Task to complete: Filter the entries for the word "fluorescent". Copy each line that has it.

Stored dataset items:

★ ★ ★ ★ ★

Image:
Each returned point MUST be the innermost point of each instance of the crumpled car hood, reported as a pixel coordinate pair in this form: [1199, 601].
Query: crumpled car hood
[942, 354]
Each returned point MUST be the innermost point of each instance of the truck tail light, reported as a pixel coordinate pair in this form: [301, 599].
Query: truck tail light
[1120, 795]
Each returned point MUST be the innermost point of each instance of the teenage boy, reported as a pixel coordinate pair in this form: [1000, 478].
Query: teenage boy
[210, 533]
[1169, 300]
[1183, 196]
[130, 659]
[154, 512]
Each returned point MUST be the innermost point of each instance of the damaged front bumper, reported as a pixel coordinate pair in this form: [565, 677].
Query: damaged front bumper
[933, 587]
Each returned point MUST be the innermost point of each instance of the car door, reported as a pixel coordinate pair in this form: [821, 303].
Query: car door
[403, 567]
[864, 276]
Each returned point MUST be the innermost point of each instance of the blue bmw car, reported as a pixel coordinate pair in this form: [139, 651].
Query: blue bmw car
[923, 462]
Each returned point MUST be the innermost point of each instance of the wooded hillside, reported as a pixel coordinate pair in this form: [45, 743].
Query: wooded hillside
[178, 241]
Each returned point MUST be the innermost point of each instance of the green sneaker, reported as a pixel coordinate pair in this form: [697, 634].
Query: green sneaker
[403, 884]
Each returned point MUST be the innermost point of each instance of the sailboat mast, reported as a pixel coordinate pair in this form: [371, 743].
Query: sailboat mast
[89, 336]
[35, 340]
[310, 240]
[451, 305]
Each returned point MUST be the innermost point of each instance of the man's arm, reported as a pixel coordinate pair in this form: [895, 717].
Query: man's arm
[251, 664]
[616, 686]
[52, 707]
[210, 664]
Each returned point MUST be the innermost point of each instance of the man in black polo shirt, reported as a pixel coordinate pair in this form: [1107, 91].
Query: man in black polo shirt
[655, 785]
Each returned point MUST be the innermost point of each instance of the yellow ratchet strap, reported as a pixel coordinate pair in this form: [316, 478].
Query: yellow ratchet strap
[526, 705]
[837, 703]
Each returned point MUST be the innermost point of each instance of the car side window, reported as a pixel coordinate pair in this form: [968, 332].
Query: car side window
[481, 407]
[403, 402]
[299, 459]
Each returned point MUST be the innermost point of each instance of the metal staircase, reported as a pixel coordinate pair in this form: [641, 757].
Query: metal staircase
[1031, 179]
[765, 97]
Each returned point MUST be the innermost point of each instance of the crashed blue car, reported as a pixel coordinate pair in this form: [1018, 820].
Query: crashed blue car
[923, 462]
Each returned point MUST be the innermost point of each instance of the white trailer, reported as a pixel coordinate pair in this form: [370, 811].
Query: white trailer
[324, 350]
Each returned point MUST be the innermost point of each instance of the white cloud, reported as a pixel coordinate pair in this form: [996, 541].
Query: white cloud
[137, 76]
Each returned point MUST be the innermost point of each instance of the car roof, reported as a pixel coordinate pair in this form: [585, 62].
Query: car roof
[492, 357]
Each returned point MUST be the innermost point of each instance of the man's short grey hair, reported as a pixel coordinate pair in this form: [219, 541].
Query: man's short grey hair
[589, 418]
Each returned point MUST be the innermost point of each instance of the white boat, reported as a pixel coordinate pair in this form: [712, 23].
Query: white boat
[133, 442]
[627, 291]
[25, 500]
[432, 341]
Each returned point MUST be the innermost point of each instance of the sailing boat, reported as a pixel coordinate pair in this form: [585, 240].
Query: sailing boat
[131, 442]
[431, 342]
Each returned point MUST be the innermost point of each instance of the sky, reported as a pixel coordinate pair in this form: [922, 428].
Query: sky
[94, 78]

★ ★ ★ ★ ★

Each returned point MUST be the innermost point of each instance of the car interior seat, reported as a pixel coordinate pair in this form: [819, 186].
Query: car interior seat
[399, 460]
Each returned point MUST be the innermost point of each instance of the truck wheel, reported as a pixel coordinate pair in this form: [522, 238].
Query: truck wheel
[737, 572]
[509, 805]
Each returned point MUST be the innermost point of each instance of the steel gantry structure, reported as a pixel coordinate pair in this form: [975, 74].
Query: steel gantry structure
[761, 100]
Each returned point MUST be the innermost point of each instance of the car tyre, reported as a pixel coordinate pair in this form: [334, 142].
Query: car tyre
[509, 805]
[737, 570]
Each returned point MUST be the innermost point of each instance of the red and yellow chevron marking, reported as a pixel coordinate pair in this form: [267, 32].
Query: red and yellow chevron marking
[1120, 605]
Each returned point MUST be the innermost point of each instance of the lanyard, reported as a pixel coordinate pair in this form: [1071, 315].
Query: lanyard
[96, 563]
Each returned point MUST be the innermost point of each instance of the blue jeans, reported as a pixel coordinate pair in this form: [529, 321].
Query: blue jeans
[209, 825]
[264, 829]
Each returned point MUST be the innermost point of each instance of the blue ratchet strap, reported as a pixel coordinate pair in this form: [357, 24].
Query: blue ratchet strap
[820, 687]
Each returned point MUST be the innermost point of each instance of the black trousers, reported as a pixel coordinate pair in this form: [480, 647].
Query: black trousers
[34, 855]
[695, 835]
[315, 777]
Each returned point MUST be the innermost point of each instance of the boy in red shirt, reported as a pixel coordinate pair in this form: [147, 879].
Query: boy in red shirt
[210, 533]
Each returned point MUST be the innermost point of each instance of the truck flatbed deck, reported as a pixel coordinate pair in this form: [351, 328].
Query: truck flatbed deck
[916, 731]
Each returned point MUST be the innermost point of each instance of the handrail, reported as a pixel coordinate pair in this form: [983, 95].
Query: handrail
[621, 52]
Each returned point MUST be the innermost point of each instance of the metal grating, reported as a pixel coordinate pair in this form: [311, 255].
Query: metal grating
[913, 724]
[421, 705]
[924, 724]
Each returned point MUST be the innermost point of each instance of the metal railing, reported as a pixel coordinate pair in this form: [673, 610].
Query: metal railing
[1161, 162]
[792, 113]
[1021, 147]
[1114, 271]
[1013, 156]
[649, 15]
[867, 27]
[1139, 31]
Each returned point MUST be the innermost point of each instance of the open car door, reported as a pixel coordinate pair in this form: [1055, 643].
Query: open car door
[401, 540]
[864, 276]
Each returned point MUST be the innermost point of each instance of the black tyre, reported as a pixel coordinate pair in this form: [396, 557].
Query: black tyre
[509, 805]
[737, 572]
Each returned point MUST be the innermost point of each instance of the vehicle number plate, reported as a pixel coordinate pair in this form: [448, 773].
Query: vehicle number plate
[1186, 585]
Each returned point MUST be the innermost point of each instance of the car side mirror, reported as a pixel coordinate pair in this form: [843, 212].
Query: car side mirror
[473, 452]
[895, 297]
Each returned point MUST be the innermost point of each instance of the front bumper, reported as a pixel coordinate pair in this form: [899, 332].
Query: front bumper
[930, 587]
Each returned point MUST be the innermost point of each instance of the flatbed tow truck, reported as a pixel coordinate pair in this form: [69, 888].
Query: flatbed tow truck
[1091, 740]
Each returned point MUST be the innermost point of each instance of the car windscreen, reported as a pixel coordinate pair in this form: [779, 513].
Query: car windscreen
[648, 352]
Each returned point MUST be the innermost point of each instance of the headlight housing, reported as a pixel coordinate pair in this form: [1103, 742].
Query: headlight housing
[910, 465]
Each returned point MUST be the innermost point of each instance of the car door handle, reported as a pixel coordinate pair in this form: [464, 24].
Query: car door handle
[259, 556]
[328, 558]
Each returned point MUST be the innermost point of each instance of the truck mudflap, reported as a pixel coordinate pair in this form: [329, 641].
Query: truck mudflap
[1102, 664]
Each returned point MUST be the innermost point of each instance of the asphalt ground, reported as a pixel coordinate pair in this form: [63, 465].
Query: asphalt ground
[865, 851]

★ ★ ★ ★ ★

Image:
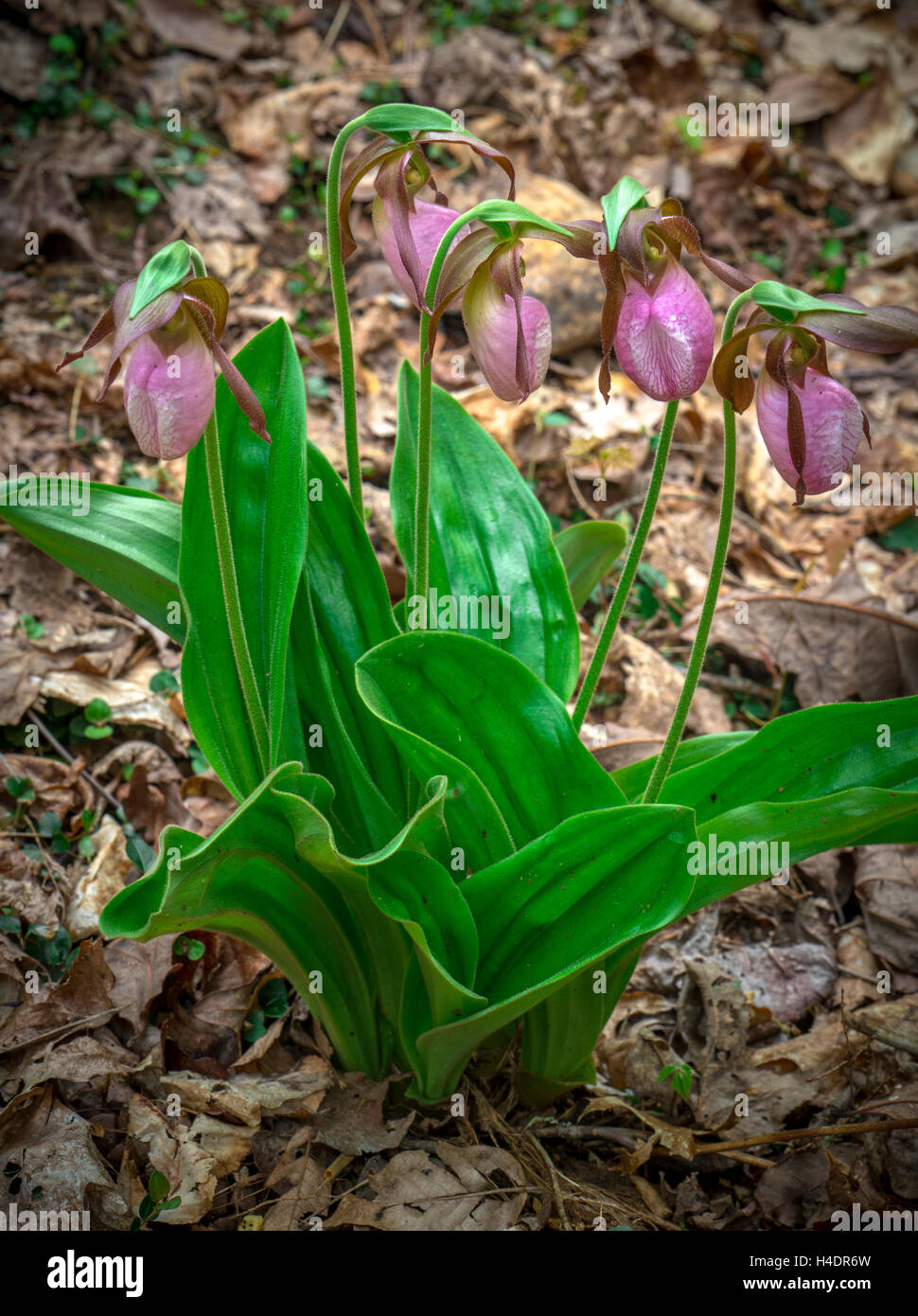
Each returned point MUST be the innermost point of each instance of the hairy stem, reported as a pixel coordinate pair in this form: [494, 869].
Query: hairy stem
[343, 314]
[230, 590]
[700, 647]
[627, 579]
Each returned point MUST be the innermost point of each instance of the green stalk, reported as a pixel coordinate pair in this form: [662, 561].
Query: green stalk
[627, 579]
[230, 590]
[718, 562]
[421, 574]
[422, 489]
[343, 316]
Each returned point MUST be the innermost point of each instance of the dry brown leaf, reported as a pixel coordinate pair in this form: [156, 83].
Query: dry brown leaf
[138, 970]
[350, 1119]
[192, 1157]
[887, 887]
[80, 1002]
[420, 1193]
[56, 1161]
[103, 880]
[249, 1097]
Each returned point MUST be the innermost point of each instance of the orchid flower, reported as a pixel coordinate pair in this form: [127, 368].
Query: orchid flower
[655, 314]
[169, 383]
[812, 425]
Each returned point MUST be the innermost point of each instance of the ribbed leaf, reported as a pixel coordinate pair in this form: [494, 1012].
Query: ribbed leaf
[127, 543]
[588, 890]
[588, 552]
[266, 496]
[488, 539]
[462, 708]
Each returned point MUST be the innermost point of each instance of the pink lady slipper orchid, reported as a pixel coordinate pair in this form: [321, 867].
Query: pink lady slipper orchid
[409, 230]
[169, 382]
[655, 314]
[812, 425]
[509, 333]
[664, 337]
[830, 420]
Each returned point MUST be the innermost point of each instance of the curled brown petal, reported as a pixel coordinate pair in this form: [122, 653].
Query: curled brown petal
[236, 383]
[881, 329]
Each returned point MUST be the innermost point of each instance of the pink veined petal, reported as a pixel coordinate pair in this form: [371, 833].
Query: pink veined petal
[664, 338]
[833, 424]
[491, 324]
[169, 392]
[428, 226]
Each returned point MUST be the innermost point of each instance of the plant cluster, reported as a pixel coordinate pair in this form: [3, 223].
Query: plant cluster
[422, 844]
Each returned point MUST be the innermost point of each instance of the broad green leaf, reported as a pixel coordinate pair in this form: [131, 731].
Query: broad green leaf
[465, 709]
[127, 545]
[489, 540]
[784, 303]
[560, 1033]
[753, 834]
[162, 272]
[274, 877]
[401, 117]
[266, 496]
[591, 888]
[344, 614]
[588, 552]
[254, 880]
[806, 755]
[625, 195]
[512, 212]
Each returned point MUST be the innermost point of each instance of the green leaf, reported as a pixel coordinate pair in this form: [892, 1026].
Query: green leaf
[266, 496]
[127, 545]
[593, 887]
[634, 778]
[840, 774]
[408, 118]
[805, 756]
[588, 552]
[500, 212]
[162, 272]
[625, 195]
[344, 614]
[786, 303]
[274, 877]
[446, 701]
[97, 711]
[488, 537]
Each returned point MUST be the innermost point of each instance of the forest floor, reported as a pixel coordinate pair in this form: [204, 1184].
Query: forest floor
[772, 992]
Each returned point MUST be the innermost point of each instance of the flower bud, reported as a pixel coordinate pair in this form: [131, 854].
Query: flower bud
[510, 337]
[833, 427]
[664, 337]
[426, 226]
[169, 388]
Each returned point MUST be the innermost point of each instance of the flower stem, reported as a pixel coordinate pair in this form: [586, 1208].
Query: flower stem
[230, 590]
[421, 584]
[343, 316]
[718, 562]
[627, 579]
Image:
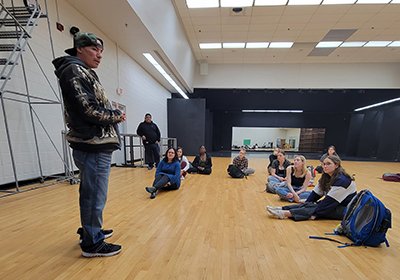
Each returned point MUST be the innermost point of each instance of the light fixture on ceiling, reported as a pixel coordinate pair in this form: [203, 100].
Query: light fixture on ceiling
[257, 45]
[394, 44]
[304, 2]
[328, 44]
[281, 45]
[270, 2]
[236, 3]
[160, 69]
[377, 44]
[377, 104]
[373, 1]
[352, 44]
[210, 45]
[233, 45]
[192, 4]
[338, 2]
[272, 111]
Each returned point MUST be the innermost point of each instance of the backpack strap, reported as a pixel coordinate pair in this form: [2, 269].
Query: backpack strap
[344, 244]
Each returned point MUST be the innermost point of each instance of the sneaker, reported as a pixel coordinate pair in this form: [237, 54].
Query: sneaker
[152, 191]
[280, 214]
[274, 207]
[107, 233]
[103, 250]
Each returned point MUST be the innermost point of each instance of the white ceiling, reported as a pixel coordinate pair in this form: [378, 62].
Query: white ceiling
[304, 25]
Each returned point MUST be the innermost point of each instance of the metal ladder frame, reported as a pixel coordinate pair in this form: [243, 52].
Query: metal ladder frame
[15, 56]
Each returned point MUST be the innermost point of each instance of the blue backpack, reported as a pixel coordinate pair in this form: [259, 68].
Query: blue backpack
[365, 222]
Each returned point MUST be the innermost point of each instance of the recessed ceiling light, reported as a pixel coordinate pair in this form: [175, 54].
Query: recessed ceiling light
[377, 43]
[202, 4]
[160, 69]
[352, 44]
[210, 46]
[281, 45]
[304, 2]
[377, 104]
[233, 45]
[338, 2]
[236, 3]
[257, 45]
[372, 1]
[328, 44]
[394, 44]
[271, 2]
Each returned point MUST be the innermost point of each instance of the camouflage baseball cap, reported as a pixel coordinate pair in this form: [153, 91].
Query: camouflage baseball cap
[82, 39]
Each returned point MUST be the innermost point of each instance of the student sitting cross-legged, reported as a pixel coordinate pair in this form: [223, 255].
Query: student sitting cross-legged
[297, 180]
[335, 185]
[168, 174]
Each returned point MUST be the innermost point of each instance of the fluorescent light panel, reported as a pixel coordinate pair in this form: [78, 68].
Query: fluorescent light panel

★ ★ ★ ★ ★

Written response:
Each returned point MUST be the innermost point of each instance of the fluorescent light panel, reported as a pixel coordinate pair in this form: [78, 68].
Query: fluorescent light panel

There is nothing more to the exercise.